#### PROBLEM TO WORK ON
Please substitute "pane" for "window" in the part of the entries that opens with the line containing "Find the glass" and closes with the line containing "pixel 537 123". Return only those lines, with everything else left unchanged.

==== DATASET ENTRIES ====

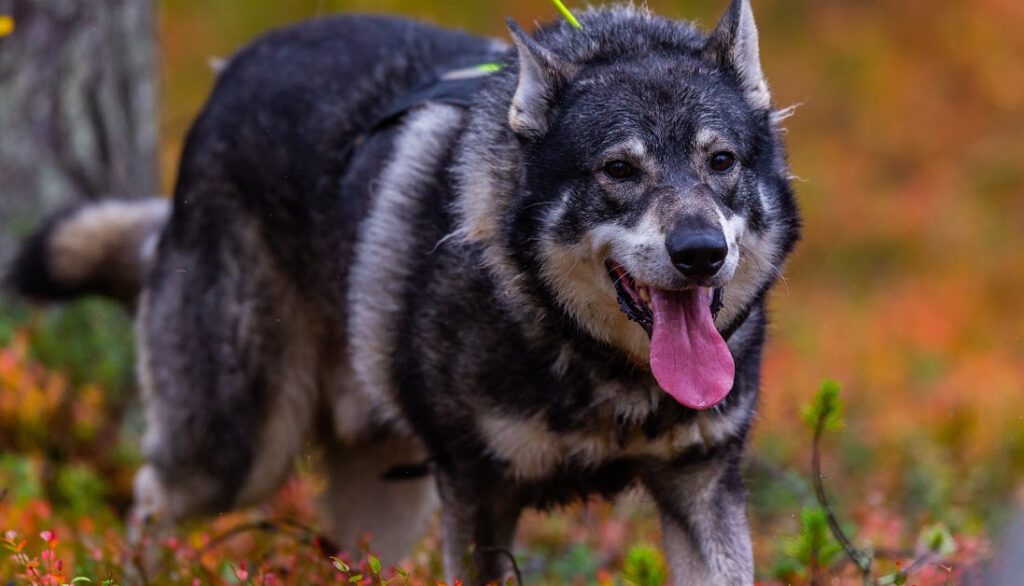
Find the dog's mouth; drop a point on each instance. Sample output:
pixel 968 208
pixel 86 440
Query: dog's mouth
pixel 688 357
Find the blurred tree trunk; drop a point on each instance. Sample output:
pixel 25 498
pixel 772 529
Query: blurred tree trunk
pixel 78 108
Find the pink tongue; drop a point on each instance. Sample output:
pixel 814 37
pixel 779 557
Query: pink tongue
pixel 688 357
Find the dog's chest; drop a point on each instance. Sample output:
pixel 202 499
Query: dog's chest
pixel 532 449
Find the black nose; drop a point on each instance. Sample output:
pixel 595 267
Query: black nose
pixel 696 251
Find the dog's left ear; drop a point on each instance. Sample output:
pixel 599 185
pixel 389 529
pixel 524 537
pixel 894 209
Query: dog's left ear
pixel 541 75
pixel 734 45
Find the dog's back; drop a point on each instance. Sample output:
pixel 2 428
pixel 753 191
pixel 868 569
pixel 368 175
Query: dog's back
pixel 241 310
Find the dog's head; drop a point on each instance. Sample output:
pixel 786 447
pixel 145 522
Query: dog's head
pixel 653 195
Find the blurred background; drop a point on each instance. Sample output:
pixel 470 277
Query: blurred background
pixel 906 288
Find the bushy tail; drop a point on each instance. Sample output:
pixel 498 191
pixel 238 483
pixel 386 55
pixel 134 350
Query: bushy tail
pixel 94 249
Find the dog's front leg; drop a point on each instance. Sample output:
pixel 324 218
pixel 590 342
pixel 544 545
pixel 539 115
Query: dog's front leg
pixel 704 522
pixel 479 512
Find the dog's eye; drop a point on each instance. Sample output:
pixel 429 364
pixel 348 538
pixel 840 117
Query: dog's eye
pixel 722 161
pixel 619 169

====
==== DATASET ENTRIES ====

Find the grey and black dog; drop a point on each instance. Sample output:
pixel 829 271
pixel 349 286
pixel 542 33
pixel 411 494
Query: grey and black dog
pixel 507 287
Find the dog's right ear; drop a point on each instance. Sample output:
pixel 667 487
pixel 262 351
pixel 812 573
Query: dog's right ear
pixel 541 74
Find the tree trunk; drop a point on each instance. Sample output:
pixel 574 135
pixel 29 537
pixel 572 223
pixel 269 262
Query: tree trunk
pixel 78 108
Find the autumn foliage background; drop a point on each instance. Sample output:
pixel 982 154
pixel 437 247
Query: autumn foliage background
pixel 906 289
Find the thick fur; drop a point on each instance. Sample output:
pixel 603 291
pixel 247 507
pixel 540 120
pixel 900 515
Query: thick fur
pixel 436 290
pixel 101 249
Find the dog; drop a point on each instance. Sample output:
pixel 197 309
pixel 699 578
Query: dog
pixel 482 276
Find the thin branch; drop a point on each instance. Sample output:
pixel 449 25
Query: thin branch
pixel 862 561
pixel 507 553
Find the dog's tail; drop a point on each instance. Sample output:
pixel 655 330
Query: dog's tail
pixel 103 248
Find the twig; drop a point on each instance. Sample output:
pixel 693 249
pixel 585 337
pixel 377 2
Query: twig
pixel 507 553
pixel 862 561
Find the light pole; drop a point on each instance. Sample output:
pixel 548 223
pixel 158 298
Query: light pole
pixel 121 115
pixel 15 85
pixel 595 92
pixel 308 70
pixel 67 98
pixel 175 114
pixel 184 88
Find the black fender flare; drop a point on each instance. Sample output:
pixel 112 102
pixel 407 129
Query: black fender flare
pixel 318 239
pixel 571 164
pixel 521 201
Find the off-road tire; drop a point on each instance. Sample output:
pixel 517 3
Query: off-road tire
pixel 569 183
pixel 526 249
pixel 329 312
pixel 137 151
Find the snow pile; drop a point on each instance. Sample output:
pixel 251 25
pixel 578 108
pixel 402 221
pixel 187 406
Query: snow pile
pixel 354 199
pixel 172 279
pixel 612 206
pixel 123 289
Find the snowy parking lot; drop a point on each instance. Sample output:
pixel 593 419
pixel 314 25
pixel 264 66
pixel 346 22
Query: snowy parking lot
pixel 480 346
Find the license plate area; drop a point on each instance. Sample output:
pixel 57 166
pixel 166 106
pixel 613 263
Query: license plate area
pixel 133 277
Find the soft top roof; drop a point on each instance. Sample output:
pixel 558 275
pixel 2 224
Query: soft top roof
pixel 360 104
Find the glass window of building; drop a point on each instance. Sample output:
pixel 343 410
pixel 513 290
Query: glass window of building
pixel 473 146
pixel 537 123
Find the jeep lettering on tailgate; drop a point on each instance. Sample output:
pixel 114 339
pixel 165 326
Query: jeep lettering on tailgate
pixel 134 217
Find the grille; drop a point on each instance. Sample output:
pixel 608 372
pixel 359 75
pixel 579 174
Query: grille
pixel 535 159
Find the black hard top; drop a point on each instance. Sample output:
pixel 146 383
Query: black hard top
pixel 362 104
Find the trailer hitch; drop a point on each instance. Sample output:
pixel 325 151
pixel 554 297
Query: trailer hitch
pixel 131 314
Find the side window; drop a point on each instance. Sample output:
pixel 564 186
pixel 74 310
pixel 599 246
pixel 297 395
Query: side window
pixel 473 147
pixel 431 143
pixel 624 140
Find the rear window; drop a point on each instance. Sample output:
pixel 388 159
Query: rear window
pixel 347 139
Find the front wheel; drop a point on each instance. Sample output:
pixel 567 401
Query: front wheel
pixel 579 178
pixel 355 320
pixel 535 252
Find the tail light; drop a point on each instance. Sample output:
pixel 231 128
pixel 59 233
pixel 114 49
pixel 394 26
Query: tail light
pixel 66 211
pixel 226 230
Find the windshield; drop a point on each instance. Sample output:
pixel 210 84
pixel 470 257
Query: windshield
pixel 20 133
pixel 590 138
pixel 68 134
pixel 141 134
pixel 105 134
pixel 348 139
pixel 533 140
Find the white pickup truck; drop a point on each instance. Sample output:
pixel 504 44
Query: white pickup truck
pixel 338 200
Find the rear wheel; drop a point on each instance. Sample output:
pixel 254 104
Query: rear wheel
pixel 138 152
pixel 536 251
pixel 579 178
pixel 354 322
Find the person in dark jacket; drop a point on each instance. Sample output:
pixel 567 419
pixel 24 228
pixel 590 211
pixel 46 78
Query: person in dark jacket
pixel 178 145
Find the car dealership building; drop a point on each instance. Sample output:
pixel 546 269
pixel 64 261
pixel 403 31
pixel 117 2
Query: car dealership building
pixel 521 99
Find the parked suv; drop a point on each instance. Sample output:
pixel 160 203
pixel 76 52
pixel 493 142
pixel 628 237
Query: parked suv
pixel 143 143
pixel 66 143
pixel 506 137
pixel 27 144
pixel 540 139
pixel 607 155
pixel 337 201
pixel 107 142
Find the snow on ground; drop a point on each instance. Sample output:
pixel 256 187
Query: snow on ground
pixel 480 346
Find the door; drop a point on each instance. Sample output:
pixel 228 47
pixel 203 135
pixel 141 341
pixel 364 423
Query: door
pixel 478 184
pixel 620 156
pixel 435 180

====

#### PROBLEM SOLUTION
Find the glass pane of building; drop a point on each instance. Sample output:
pixel 343 410
pixel 513 290
Query: glass pane of building
pixel 473 146
pixel 537 123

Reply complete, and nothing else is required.